• [The problem]:
Change every "pixel coordinates" to "image coordinates" in the records below and give the lines again with nothing else altered. Leave the pictures out.

Excerpts from a point labeling dataset

>> Start

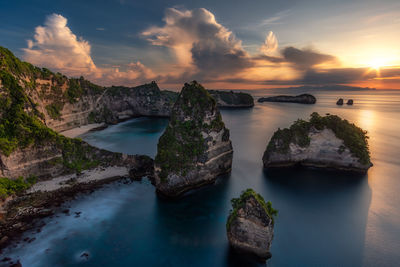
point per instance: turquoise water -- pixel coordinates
(325, 218)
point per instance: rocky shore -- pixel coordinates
(301, 99)
(323, 142)
(21, 213)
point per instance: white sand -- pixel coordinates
(75, 132)
(87, 176)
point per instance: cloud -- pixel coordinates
(201, 45)
(299, 59)
(270, 45)
(56, 47)
(305, 58)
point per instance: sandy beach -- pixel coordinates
(86, 176)
(75, 132)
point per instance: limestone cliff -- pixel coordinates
(250, 225)
(27, 146)
(195, 147)
(230, 99)
(323, 142)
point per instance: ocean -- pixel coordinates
(324, 219)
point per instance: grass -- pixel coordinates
(10, 187)
(238, 203)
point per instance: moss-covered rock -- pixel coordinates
(27, 146)
(231, 99)
(323, 141)
(195, 147)
(250, 225)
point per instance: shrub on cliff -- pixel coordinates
(354, 138)
(239, 202)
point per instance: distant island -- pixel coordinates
(301, 99)
(327, 142)
(231, 99)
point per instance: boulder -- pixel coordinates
(322, 142)
(195, 147)
(250, 225)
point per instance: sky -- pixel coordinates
(222, 44)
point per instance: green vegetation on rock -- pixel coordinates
(54, 110)
(10, 187)
(182, 142)
(353, 137)
(20, 127)
(240, 202)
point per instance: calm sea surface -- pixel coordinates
(325, 218)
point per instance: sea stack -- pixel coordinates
(322, 142)
(250, 225)
(195, 147)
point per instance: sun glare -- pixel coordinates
(378, 63)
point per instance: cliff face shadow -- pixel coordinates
(322, 216)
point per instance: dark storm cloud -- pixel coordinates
(302, 59)
(305, 58)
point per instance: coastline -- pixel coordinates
(80, 130)
(20, 213)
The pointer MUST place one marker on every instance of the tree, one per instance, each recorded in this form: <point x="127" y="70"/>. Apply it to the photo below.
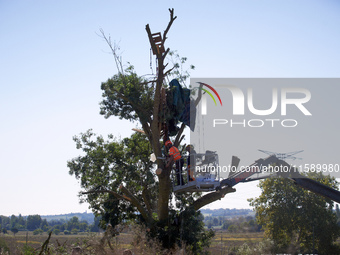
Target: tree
<point x="118" y="179"/>
<point x="291" y="215"/>
<point x="14" y="230"/>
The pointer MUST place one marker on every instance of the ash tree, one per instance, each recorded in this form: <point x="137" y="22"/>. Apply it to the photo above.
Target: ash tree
<point x="118" y="179"/>
<point x="298" y="219"/>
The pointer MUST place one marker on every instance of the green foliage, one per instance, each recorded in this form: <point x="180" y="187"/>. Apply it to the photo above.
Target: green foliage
<point x="292" y="215"/>
<point x="38" y="231"/>
<point x="33" y="222"/>
<point x="108" y="164"/>
<point x="56" y="231"/>
<point x="127" y="96"/>
<point x="14" y="230"/>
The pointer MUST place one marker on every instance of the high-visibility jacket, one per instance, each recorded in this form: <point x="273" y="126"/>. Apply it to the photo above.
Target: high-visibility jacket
<point x="175" y="153"/>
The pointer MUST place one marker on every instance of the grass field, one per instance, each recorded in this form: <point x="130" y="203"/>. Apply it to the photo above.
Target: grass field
<point x="223" y="243"/>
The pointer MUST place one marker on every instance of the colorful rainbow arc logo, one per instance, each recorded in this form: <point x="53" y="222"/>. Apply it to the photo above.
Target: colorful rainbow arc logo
<point x="209" y="93"/>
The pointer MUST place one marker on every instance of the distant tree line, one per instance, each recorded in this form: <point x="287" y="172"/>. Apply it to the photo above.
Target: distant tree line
<point x="38" y="225"/>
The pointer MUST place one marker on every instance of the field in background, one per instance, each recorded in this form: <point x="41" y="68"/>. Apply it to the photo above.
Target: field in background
<point x="223" y="242"/>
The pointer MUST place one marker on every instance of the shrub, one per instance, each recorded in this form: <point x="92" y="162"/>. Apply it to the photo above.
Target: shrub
<point x="38" y="231"/>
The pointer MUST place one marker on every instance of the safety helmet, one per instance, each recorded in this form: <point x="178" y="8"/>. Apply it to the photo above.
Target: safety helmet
<point x="168" y="142"/>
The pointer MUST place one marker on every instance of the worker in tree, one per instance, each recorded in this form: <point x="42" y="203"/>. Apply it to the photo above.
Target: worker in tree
<point x="190" y="162"/>
<point x="175" y="155"/>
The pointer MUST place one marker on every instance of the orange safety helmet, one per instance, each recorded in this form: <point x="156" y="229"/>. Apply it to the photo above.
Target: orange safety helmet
<point x="168" y="142"/>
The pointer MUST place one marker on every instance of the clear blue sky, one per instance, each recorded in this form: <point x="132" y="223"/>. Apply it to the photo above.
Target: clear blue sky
<point x="52" y="63"/>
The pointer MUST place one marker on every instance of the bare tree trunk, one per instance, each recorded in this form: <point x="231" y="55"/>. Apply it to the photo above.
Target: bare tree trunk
<point x="164" y="177"/>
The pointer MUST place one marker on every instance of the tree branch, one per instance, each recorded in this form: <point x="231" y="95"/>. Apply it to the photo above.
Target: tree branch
<point x="105" y="191"/>
<point x="211" y="197"/>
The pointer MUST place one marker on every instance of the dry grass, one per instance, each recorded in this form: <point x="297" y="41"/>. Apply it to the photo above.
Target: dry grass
<point x="136" y="241"/>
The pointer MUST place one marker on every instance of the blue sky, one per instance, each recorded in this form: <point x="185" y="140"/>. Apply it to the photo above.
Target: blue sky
<point x="52" y="63"/>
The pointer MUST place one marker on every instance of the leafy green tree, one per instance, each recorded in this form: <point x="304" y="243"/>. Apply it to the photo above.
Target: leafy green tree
<point x="117" y="177"/>
<point x="73" y="223"/>
<point x="291" y="215"/>
<point x="33" y="222"/>
<point x="14" y="230"/>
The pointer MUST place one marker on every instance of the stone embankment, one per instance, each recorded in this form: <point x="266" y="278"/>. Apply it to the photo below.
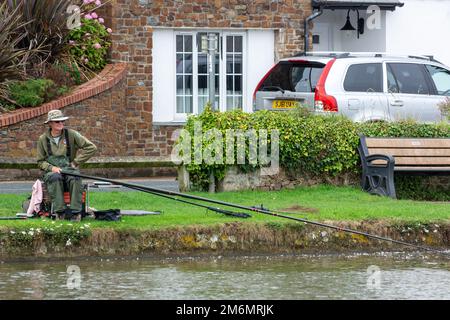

>> End

• [Answer in full]:
point per instance: turquoise water -- image coordinates
(325, 218)
point per instance: rocky shore -- image coordinates
(301, 99)
(323, 142)
(21, 213)
point per instance: white sand -- image coordinates
(75, 132)
(87, 176)
point per instance: cloud -- image coordinates
(201, 45)
(299, 59)
(270, 45)
(56, 47)
(305, 58)
point per instance: sandy beach -- image coordinates
(86, 176)
(75, 132)
point per instance: limestone cliff -- image coordinates
(250, 225)
(27, 146)
(195, 147)
(230, 99)
(323, 142)
point per instance: ocean -- image coordinates
(324, 219)
point per instance: grass -- image coordinates
(10, 187)
(238, 203)
point per instance: moss-covered rock -- image coordinates
(27, 146)
(231, 99)
(323, 141)
(195, 147)
(250, 225)
point per instance: shrub on cliff -- image coordinates
(354, 138)
(239, 202)
point per instance: distant island -- image coordinates
(301, 99)
(327, 142)
(231, 99)
point per instance: boulder -- image coordinates
(322, 142)
(195, 147)
(250, 225)
point per instance: sky -- image coordinates
(222, 44)
point per instance: green vegetation on rock -- image coordinates
(54, 110)
(10, 187)
(182, 142)
(353, 137)
(20, 127)
(240, 202)
point per instance: calm sea surface -- image coordinates
(325, 218)
point per instance: sea stack -- image coordinates
(322, 142)
(250, 225)
(195, 147)
point per instance: sun glare -- image coordinates
(378, 63)
point per instance: cliff face shadow -- image coordinates
(322, 216)
point per instance: dark storm cloud -- image coordinates
(302, 59)
(305, 58)
point per instance: coastline -- image coordinates
(80, 130)
(20, 213)
The pointer MUST place one marker on every instance of the tree, one per instance, each recorded in this form: <point x="127" y="70"/>. Apply it to the photo below.
Target: tree
<point x="118" y="179"/>
<point x="291" y="215"/>
<point x="14" y="230"/>
The pointer MUST place one marker on every instance of the ash tree, one per instance, each recorded in this form: <point x="137" y="22"/>. Apply it to the photo above.
Target: ash tree
<point x="118" y="179"/>
<point x="298" y="219"/>
The pointer MUST place one marker on every instance of the green foliage, one per instance, each recorded in this form: <point x="180" y="187"/>. Apply it to the photo above.
Target: green foliage
<point x="292" y="215"/>
<point x="38" y="231"/>
<point x="33" y="222"/>
<point x="108" y="164"/>
<point x="56" y="231"/>
<point x="127" y="96"/>
<point x="14" y="230"/>
The pointer MUST place one marker on every instance of the high-visibility jacket, one per instance, each recorded in this form: <point x="273" y="126"/>. Apply it to the photo above.
Target: high-visibility jacket
<point x="175" y="153"/>
The pointer MUST place one marker on every instance of the grass field, one per instance, each recorded in this form: <point x="130" y="203"/>. Apply it to the photo above.
Target: grass field
<point x="223" y="243"/>
The pointer MUST place one marker on every instance of the colorful rainbow arc logo, one per instance, each recorded in this form: <point x="53" y="222"/>. Apply it to the photo above.
Target: colorful rainbow arc logo
<point x="209" y="93"/>
The pointer MUST place one marker on every instance of the distant tree line, one per instance, each recorded in this form: <point x="287" y="172"/>. Apply it to the photo above.
Target: distant tree line
<point x="38" y="225"/>
The pointer MUST place one marker on every instance of the field in background, one per instance, each recorded in this form: <point x="41" y="68"/>. Apply it to the photo above.
Target: field in background
<point x="223" y="242"/>
The pointer MUST place one marker on every instance of the shrub, one per instance, each recorded in this form: <point x="92" y="162"/>. Apply it to the photo above.
Target: shrub
<point x="38" y="231"/>
The pointer MUST place one marker on every instance of the safety helmet, one per instance, each recorded in this form: <point x="178" y="8"/>. Apply it to the photo above.
Target: safety helmet
<point x="168" y="142"/>
The pointer MUST place one marker on every instance of the worker in tree, one per instance, each recorded in this form: <point x="42" y="203"/>. Apply it to the photo above.
Target: worker in tree
<point x="190" y="162"/>
<point x="175" y="155"/>
The pointer MUST place one marker on every instance of the orange safety helmet, one per instance, each recorded in this form: <point x="156" y="229"/>. Apply it to the photo above.
Target: orange safety helmet
<point x="168" y="142"/>
The pointer MUST place one marker on every instance of the clear blue sky, one per instance, each recorded in this form: <point x="132" y="223"/>. Apply it to the photo above.
Target: clear blue sky
<point x="52" y="63"/>
The pointer MUST place one marker on every instance of the bare tree trunk, one per instance, each recorded in this form: <point x="231" y="55"/>. Apply it to the photo above.
Target: bare tree trunk
<point x="164" y="177"/>
The pointer MUST place one marker on every instance of the tree branch, one per instance, each recorded in this form: <point x="231" y="95"/>. Apply it to the photo above.
Target: tree branch
<point x="105" y="191"/>
<point x="211" y="197"/>
The pointer MUST place one marker on every instance of the dry grass, one per instance, each recorded in this form: <point x="297" y="41"/>. Apply it to the photo above.
Target: dry grass
<point x="136" y="241"/>
The pointer MUST place one marker on every instance of the blue sky, one per instance, each recorded in this form: <point x="185" y="140"/>. Apply it to the photo above.
Target: blue sky
<point x="52" y="63"/>
The pointer MUST place one marker on every instance of the leafy green tree, one per instance, each recorded in this form: <point x="304" y="243"/>. Apply it to the photo above.
Target: leafy green tree
<point x="117" y="177"/>
<point x="73" y="223"/>
<point x="291" y="215"/>
<point x="33" y="222"/>
<point x="14" y="230"/>
The pointer MUST place one marker on every instance of the stone embankment, one per instance, each recorded in this form: <point x="266" y="278"/>. Apply it to the photo below.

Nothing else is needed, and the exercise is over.